▸ Try it
Copy exactly the line containing "white beach umbrella." and all lines after it, through the last line of the material below; omit everything before it.

◇ ◇ ◇

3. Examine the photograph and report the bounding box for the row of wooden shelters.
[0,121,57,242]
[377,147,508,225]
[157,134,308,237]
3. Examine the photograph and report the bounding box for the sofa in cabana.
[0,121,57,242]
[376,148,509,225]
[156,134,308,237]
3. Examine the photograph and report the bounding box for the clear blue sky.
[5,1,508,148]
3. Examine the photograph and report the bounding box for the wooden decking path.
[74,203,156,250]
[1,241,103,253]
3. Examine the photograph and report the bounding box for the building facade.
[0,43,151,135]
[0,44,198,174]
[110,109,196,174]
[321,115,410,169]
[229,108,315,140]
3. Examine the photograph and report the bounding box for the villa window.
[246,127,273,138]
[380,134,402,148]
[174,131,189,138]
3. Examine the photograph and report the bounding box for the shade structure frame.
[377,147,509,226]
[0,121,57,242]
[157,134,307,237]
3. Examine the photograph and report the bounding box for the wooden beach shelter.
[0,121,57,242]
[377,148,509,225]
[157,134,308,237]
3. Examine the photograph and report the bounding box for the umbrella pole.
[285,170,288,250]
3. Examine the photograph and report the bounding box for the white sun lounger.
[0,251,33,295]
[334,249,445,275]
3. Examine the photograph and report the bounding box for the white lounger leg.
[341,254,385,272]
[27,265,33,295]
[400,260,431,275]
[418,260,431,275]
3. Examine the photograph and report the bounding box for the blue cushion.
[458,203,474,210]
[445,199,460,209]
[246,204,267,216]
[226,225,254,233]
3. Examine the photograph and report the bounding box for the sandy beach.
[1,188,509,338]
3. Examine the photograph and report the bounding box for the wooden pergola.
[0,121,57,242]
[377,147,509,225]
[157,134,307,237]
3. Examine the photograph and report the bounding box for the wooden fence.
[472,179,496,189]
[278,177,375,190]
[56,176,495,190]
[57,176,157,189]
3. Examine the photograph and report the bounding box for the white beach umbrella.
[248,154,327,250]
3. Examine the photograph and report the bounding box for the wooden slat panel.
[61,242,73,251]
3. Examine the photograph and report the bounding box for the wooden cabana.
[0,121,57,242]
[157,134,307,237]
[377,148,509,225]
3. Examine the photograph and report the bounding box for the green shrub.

◇ ◇ ◇

▸ Result of this exercise
3. Examine the photograph and report the bounding box for the white beach umbrella.
[248,154,327,250]
3. Examine the photograph and report the bounding box for the wooden slat panel.
[61,242,73,251]
3. Examine the photograph and report the bounding box for the wooden cabana.
[0,121,57,242]
[157,134,307,237]
[377,148,509,225]
3. Examine the photograph and report the bounding box for the green shrub.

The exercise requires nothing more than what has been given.